Copy the following article about the Virtual Iraq simulation program word for word, in full.

(GIVEN TEXT)
==============================

Thursday, May 22, 2008

Virtual Iraq

Using simulation to treat a new generation of traumatized veterans.

by Sue Halpern

The program uses sights, sounds, even smells to evoke, and subdue, painful memories.

The program uses sights, sounds, even smells to evoke, and subdue, painful memories.

With Boyd in the lead, the marines ran up the building's four flights of stairs. When they reached the top, "the enemy cut loose at us with everything they had," he recalled. "Bullets were exploding like firecrackers all around us." Boyd paused and his team leader, whom he thought of as an older brother, ran past him to the far side of the building. Moments after he got there, he was shot dead. Within minutes, everyone else on the roof was wounded. "We had to crawl out of there," said Boyd, who was hit with shrapnel and suffered a concussion, earning a Purple Heart. "That was my worst day."

==============================

(Entries in a dataset)
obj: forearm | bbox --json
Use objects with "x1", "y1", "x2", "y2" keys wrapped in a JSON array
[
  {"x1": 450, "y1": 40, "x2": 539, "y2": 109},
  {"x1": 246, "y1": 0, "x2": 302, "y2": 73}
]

==============================

(TASK RESULT)
Thursday, May 22, 2008

Virtual Iraq

Using simulation to treat a new generation of traumatized veterans.

by Sue Halpern

The program uses sights, sounds, even smells to evoke, and subdue, painful memories.

The program uses sights, sounds, even smells to evoke, and subdue, painful memories.

With Boyd in the lead, the marines ran up the building's four flights of stairs. When they reached the top, "the enemy cut loose at us with everything they had," he recalled. "Bullets were exploding like firecrackers all around us." Boyd paused and his team leader, whom he thought of as an older brother, ran past him to the far side of the building. Moments after he got there, he was shot dead. Within minutes, everyone else on the roof was wounded. "We had to crawl out of there," said Boyd, who was hit with shrapnel and suffered a concussion, earning a Purple Heart. "That was my worst day."